* [STATED EXERCISE 1]:
Extract each line of the entries that contains the string "field".

* [TEXT SHOWN]:
------------------------

This week in ECON100 we are covering monopoly markets and pricing with market power. As part of this, we talk about natural monopoly, which can be quite tricky so I thought I would blog on it.
Natural monopoly doesn't have anything to do with nature. A natural monopoly arises where one producer of a product is so much more efficient (by efficient I mean they produce at lower cost) than many suppliers that new entrants into the market would find it difficult, if not impossible, to compete with them. It is this cost advantage that creates a barrier to entry for other firms, and leads to a monopoly.
Natural monopolies typically arise where there are large economies of scale. Economies of scale occur when, as a firm produces more of a product, their average costs of production fall. Economies of scale aren't uncommon (
here's a bunch of examples), but for natural monopoly to arise, the economies have to be
large. This happens when there is a very large up-front (fixed) cost of production, and the marginal costs (the cost of supplying an additional unit of the product) are small. When this is the case, the average cost (AC) and marginal cost (MC) curves look something like this:
Examples of industries with this type of cost structure include anything with a large up-front infrastructure cost (water supply, electricity generation and supply, telecommunications, rail, roads, mail, etc.), but potentially lots of IT-based industries as well (search engines, instant messaging, social networks, etc.).
This Ars Technica article from last month provides a good example from the U.S., in the form of Internet Service Providers (ISPs). According to the article:
A new fiber provider needs a slew of government permits and construction crews to bring fiber to homes and businesses. It needs to buy Internet capacity from transit providers to connect customers to the rest of the Internet. It probably needs investors who are willing to wait years for a profit because the up-front capital costs are huge. If the new entrant can't take a sizable chunk of customers away from the area's incumbent Internet provider, it may never recover the initial costs. And if the newcomer is a real threat to the incumbent, it might need an army of lawyers to fend off frivolous lawsuits designed to put it out of business.
So, here is the problem. There is a large up-front cost associated with setting up an ISP (or expanding your ISP into a new location), because the would-be ISP needs government permits (expensive) and needs to lay the cables necessary to connect their customers (very expensive - the article estimates that Google spent US$84 million to build a fibre network that went past 149,000 homes in Kansas City, without including the costs of actually connecting any of the homes, an average cost of around $560 per home if all of them connected). All of these costs need to be paid before even one customer can be connected to the ISP. Add onto that the cost of defending lawsuits, and that is a pretty big up-front (fixed) cost.
If the new entrant ISP has only a small subscriber base, this fixed cost is spread over only a small number of customers, meaning that their average costs will be very high. Compare that with an incumbent ISP which already has many subscribers, spreading their fixed cost over a large number of customers and leading to lower average costs. The incumbent ISP could easily keep prices at a point where the new entrant ISP would be making a loss, eventually running out of money and closing down.

------------------------

(Region annotation entries)
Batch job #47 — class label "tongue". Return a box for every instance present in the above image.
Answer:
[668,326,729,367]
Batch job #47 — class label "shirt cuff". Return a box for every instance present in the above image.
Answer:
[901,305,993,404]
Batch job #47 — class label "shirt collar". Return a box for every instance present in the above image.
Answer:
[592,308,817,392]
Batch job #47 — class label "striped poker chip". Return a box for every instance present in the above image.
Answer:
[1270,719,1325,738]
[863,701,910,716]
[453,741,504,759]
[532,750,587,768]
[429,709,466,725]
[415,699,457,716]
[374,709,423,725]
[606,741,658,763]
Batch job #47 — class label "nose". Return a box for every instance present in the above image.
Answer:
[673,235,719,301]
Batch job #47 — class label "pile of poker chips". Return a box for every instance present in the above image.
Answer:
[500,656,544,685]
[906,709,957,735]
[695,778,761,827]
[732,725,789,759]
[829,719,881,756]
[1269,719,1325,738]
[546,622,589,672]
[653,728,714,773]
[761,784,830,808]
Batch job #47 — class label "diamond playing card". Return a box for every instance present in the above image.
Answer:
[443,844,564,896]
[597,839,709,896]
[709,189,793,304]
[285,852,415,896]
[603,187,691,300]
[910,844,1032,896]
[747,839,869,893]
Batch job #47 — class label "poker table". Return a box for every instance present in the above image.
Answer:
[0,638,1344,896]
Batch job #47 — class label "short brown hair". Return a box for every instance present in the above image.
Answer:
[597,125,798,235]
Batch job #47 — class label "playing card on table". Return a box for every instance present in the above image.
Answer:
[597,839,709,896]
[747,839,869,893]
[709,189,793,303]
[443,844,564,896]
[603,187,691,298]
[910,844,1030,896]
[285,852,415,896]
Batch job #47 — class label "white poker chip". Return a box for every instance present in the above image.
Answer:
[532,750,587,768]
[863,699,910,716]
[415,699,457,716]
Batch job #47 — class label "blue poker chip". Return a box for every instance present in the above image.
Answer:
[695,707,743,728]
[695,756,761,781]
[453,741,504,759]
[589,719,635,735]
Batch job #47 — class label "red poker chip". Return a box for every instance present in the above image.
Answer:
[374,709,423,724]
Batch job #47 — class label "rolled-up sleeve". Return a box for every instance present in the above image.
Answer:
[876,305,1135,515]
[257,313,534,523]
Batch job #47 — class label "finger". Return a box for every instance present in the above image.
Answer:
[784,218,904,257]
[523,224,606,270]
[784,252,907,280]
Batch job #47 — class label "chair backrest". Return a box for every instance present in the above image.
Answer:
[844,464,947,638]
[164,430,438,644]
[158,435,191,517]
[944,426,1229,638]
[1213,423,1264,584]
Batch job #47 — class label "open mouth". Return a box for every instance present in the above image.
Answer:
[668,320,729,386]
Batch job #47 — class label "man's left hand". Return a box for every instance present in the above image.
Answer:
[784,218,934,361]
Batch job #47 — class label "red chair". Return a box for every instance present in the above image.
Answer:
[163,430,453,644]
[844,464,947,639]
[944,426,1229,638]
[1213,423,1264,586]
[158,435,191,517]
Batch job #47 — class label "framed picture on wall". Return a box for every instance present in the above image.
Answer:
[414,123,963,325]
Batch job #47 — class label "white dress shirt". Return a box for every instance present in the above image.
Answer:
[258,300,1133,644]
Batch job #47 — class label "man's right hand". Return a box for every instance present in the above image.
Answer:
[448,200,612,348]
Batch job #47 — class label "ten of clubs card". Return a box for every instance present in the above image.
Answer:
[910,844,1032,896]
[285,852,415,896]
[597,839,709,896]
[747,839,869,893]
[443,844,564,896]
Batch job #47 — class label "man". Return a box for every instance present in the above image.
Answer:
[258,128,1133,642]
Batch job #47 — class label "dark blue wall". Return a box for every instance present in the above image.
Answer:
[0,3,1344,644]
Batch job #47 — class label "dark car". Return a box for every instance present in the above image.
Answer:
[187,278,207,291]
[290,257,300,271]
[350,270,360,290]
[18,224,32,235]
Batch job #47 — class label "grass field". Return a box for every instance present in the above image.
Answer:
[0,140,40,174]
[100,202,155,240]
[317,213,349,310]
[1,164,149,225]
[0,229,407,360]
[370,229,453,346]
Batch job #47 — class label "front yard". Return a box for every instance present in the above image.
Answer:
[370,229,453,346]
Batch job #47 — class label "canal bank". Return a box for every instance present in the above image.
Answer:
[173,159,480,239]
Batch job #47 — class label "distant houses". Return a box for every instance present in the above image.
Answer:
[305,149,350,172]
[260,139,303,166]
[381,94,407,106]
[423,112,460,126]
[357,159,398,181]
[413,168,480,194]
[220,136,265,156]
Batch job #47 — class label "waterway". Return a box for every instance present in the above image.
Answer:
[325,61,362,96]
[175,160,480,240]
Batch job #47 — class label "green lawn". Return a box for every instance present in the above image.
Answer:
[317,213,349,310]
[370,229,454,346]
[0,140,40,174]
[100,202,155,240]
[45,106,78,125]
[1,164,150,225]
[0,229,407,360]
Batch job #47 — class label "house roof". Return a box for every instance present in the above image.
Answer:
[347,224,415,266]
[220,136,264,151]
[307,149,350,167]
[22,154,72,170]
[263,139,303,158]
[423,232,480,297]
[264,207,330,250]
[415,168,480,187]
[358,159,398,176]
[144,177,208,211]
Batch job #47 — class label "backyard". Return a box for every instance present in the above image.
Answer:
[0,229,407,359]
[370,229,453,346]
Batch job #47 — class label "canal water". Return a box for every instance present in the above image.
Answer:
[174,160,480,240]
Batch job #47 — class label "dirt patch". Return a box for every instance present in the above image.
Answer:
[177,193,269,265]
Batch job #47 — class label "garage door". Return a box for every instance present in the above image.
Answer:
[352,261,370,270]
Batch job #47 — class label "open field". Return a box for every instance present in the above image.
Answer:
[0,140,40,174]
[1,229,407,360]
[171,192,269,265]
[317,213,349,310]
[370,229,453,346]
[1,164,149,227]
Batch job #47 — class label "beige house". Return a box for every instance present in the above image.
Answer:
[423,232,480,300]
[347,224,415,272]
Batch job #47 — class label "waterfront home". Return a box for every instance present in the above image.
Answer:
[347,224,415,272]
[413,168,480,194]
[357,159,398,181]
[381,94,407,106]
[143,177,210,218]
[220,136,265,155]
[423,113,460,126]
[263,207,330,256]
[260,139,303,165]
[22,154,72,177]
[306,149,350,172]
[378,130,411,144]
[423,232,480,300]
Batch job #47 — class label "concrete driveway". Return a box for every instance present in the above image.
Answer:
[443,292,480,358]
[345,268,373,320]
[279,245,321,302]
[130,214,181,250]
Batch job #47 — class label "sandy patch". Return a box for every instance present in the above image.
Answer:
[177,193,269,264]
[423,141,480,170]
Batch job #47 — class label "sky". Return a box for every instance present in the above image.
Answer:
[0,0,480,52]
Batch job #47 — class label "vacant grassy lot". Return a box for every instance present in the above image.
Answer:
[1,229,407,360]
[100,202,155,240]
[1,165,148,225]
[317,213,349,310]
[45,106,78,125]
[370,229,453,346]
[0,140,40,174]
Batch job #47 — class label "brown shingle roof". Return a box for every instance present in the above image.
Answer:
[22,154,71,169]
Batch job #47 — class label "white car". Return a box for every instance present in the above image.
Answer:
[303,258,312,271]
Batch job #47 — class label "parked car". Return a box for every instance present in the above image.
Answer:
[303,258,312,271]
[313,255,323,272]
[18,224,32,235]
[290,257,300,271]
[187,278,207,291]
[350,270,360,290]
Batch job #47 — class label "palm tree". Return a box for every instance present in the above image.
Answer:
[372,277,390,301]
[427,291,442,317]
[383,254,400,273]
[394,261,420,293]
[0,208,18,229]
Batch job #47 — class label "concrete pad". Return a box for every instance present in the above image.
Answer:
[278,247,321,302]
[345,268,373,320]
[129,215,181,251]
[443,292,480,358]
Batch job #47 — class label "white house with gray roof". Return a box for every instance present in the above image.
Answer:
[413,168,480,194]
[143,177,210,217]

------------------------

* [STATED EXERCISE 2]:
Please duplicate the passage of the natural monopoly text that begins at the words "So, here is" and stops after "up-front (fixed) cost.".

* [TASK SOLUTION 1]:
Batch job #47 — class label "grass field". Return a box for every instance present in the above image.
Batch job #47 — class label "open field". Return a box for every instance present in the above image.

* [TASK SOLUTION 2]:
So, here is the problem. There is a large up-front cost associated with setting up an ISP (or expanding your ISP into a new location), because the would-be ISP needs government permits (expensive) and needs to lay the cables necessary to connect their customers (very expensive - the article estimates that Google spent US$84 million to build a fibre network that went past 149,000 homes in Kansas City, without including the costs of actually connecting any of the homes, an average cost of around $560 per home if all of them connected). All of these costs need to be paid before even one customer can be connected to the ISP. Add onto that the cost of defending lawsuits, and that is a pretty big up-front (fixed) cost.